## SELECTED EXTRACT
What is recovery? What does it mean to recover? It depends what we are recovering from of course. And what we are trying to recover. People who are seeking to break free from addiction often talk about being “in recovery”. It’s not a destination, it’s a journey. Is it possible to say one is no longer an alcoholic? Perhaps – but more often people, however far along their journey they are, maybe prefer to acknowledge that it is something that takes work, that may present challenges, sometimes be hard, sometimes easier.
Recovering from illness can take different paths too. Sometimes that path will take us from the depth of sickness or injury, to 100% fitness. I’m sure you’ve had illnesses, colds, stomach bugs, even something worse – where you have felt utterly awful, bed bound, weak, emitting substances from all manner of places, and then a couple of weeks later been back to your usual self, hale and hearty. Some wounds heal without trace. But others don’t. Some scar.

## DATA EXTRACT

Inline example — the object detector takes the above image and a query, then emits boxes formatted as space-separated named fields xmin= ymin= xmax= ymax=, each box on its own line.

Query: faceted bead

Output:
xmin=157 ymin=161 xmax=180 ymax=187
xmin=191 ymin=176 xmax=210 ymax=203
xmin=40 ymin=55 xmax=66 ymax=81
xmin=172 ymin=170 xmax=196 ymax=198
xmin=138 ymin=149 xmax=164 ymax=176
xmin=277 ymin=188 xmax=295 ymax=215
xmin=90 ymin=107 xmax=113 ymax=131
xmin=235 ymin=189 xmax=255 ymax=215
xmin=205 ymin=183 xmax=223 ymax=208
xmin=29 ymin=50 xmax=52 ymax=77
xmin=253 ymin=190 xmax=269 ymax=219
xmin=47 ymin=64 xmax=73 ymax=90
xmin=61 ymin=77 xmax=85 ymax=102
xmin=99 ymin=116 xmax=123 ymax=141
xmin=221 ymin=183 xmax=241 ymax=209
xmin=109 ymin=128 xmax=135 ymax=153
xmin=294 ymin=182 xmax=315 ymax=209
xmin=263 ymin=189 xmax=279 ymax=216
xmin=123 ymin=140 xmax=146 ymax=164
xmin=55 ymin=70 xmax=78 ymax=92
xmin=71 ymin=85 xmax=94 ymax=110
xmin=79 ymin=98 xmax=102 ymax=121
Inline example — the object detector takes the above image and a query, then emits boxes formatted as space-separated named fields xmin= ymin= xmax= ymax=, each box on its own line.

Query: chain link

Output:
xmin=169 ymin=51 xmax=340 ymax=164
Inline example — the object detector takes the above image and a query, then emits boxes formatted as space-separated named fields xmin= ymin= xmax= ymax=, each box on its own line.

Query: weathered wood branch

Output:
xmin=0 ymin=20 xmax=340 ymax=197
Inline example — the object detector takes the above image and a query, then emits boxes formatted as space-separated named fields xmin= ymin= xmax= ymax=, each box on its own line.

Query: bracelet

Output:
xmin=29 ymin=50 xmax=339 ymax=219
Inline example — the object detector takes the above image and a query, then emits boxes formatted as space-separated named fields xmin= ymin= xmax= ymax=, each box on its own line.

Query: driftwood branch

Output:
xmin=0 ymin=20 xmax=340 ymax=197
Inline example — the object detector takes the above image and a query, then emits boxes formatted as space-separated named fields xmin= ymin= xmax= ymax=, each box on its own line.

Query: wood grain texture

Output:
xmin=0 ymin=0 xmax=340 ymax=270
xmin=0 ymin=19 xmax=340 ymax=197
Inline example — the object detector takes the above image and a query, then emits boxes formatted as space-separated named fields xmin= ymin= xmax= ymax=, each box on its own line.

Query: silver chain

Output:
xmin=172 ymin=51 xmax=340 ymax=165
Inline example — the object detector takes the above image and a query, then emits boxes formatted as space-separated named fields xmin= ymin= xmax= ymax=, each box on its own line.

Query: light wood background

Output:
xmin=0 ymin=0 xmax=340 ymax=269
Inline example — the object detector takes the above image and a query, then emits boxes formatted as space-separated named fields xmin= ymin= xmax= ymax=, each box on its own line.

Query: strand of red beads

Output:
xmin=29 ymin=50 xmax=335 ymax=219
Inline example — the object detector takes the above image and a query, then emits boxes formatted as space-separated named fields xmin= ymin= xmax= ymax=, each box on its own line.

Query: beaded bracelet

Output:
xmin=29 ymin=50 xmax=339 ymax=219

## TASK ITEM
Copy the passage on recovery word for word from "What is recovery?" to "hard, sometimes easier.".

## REPLY TO THE TASK
What is recovery? What does it mean to recover? It depends what we are recovering from of course. And what we are trying to recover. People who are seeking to break free from addiction often talk about being “in recovery”. It’s not a destination, it’s a journey. Is it possible to say one is no longer an alcoholic? Perhaps – but more often people, however far along their journey they are, maybe prefer to acknowledge that it is something that takes work, that may present challenges, sometimes be hard, sometimes easier.